Excerpt start

Mangala Vallis is a three-piece with a drummer, guitarist (who doubles on bass), and a keyboardist. Guest vocalists, including Vic Fraja, Matteo Setti and Bernardo Lanzetti (of PFM fame), provide the singing. In many cases, the vocalists go for a Peter Gabriel sound, both as far as their tone and their expression go. Let’s just say that Mangala Vallis may love English prog in general, but there’s no doubt who their favorite English group is. The frequent lack of originality notwithstanding, the band sounds very professional, playing well together and putting together some terrific vocal parts. The band’s guitarist is no slouch either and churns out some tasty solos. The recording is crisp and clear, with every instrument easily audible.

All things considered, I like this CD quite a bit. Maybe next time out, Mangala Vallis can drop the imitations and go for the real gold. I know I plan to keep my eye on this band.

Lana’s Ballads


Lana Lane
Ballad Collection (2000)

More of the same from Lana Lane, this time focusing on slower songs. I like her version of “Goodbye Yellow Brick Road” better than the original.

Reviewed by: John “Bo Bo” Bollenberg, March 2001
Prog diva Lana Lane has already made her mark with her superb voice and matching compositions backed by husband Erik Norlander and fellow Rocket Scientists cohorts. One of the first countries to really appreciate Lana’s output was Japan, a country known for its avid fans, and ditto collectors. Hence the idea to release a Ballad Collection solely for the Japanese market way back in 1998 (sounds a long time ago doesn’t it?). Because of the great success in the land of the rising sun, the band and Lana decided it was time to release the album also for the rest of the world and to do so they opted for a double disc.

Going back to the Japanese single release, … that one consisted of the best ballads from Lana Lane’s then three studio albums, augmented with three bonus tracks recorded especially for that release. The opening song “Avalon” not only uses the same name as the band’s Japanese record company, it’s also a Rocket Scientists song from their debut album Earthbound. However, this time around guitarist Neil Citron has joined, plus we certainly have to mention the incredible violin played by Novi Novog. The acoustic beauty “Athena’s Shadow” was written by Lana on acoustic guitar and nicely executed here by Neil Citron, Don Schiff and Mark McCrite.

Another Rocket Scientists “classic” is added in the form of “Stardust,” re-recorded in 1998 and sporting some wonderful mellotron sections. The rest of the material comes from the Love Is An Illusion, Curious Goods and Garden Of The Moon albums, but once again strictly ballads! For this new release this disc sports an extra track in the form of “Season’s End,” a great cover from a Marillion highlight which is hinged around acoustic guitar with some outstanding bass lines, lush mellotron and sparse synthesizer sounds.

Excerpt end
The input start

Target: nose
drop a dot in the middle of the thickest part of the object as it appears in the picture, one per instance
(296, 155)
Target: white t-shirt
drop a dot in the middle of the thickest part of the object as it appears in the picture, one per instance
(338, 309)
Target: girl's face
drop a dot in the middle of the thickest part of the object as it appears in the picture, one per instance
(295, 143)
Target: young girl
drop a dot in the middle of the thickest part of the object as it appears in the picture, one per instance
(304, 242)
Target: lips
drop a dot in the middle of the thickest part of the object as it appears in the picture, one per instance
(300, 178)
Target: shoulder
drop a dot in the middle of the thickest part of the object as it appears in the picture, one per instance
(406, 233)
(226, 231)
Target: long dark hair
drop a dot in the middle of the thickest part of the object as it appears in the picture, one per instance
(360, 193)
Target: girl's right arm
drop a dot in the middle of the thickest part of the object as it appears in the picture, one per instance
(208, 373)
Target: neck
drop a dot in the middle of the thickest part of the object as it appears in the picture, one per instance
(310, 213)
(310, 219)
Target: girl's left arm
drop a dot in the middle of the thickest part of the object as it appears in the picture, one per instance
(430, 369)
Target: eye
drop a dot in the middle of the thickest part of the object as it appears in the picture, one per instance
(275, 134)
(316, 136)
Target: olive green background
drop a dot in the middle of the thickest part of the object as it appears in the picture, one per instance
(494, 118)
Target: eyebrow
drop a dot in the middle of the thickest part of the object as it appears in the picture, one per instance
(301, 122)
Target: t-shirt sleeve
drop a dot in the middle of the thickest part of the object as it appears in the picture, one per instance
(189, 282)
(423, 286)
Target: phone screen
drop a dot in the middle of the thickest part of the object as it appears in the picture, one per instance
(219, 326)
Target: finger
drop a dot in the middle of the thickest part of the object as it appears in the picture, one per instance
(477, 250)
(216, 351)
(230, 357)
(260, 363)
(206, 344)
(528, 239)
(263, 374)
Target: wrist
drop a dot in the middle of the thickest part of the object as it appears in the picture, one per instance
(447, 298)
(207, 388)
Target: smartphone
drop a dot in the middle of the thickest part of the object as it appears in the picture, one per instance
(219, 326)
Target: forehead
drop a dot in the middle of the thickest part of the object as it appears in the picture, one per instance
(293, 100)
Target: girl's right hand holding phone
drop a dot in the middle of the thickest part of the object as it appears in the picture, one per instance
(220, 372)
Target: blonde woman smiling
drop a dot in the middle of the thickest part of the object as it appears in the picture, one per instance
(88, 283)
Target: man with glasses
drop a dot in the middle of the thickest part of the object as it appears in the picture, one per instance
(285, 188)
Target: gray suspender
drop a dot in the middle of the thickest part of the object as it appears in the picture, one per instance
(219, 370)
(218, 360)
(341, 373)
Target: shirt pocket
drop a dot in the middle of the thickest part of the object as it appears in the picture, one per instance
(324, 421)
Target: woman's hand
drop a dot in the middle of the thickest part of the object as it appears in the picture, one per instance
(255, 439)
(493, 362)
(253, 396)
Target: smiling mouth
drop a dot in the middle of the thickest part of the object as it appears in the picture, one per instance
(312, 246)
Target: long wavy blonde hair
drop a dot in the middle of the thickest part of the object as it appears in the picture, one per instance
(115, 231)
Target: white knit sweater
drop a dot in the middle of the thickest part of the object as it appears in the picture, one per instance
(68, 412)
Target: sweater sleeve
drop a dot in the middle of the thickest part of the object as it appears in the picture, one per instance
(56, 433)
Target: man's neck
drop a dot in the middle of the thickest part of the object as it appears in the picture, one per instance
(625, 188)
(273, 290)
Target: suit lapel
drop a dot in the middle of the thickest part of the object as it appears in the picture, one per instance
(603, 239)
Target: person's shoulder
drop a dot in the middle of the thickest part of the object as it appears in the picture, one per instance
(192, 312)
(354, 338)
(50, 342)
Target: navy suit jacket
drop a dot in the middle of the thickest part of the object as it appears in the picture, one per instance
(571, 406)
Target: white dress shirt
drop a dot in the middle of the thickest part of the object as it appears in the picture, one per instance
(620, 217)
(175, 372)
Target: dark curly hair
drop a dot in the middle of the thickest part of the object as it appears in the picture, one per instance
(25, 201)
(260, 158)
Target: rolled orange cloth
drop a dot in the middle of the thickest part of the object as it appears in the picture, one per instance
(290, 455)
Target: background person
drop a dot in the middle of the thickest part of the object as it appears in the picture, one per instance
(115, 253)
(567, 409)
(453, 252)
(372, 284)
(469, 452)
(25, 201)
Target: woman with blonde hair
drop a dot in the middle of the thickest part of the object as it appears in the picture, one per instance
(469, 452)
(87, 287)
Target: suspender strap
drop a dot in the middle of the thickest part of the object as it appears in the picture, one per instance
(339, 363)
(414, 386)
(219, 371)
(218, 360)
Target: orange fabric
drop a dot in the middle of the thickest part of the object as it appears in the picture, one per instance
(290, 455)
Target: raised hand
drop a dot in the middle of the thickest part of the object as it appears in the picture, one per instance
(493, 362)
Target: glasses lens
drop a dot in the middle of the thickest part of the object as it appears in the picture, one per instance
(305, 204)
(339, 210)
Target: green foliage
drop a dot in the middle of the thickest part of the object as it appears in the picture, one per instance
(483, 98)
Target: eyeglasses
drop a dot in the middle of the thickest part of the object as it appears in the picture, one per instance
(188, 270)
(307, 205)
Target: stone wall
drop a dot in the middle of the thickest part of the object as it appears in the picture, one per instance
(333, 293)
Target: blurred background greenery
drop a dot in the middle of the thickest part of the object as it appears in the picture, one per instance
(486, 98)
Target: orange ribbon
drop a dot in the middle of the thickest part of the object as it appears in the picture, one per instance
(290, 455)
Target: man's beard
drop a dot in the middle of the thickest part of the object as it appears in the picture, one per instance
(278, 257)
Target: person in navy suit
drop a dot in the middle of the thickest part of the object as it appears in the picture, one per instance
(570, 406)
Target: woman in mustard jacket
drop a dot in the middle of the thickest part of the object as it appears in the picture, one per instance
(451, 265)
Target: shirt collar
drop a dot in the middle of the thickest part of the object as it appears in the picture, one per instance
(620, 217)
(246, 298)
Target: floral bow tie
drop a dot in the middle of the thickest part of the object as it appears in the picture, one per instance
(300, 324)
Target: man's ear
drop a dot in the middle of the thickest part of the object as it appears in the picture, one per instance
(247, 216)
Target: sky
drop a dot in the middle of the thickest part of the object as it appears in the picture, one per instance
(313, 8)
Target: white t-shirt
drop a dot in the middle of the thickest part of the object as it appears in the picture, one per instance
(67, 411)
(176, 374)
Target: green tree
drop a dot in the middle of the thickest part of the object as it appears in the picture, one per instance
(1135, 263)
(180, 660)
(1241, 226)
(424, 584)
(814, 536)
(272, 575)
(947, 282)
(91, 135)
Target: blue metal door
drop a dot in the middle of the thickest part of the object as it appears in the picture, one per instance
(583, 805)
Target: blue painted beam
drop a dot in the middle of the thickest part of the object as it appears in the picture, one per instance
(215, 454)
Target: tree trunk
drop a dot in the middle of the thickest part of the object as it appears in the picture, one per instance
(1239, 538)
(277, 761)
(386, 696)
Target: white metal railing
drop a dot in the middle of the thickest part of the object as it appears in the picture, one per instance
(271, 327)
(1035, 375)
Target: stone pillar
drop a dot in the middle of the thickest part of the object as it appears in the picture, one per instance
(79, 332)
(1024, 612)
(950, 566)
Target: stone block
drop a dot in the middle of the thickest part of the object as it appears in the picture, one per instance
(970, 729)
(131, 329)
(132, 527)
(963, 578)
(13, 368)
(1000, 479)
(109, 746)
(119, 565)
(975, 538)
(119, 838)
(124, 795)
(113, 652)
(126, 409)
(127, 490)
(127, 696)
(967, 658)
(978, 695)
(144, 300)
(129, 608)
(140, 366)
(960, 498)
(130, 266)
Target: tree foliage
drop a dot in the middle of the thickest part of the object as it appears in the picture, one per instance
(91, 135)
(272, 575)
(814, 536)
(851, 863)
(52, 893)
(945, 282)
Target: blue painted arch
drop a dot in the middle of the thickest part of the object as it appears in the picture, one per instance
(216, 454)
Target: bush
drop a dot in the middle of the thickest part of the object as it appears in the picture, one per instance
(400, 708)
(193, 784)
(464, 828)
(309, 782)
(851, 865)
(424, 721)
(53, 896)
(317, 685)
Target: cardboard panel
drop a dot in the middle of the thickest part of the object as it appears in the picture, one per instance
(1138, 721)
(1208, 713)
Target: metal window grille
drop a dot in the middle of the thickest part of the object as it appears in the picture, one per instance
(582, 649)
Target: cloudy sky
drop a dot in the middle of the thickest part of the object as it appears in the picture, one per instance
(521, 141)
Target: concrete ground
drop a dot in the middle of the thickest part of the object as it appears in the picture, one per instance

The input end

- **Problem set**
a: Repeat the lines of the listing from the one containing "Target: concrete ground" through the end of the listing, inclusive.
b: Proceed with the music review, continuing from its last sentence.

- **Outputs in order**
a:
Target: concrete ground
drop a dot in the middle of the thickest part of the object as it appears in the picture, one per instance

b:
To make this set more interesting Lana has added a bonus disc entitled “the 2000 sessions” which includes brand new recordings and covers recorded just after Secrets Of Astrology (or you take the “1998” disc as the bonus disc whatever way you want to look at it). Here she tries her hand at many well known classics in the field of ballads. First up is Dan Fogelberg’s “Nether Lands” title track. Once again husband Erik Norlander adds a fair amount of mellotron which kind of lifts this song from the ground so it can view the world from up in the blue sky! The military drums introduce Lana’s melodic singing. Superb organ sounds fill the newly penned “Hands To Heal” written by the Winfield/Schiff household who previously wrote Lana Lane classics such as “Cold Outside,” “Let Heaven In” and “Take A Breath”. Again Neil Citron adds a great sparkle by means of a tremendous guitar solo. Great! Next up is a small tribute for Elton John whose “Goodbye Yellow Brick Road” apparently wasn’t just my favourite but also one of Lana’s. To give it a new “look,” Erik decided to substitute Elton’s piano for a Hammond.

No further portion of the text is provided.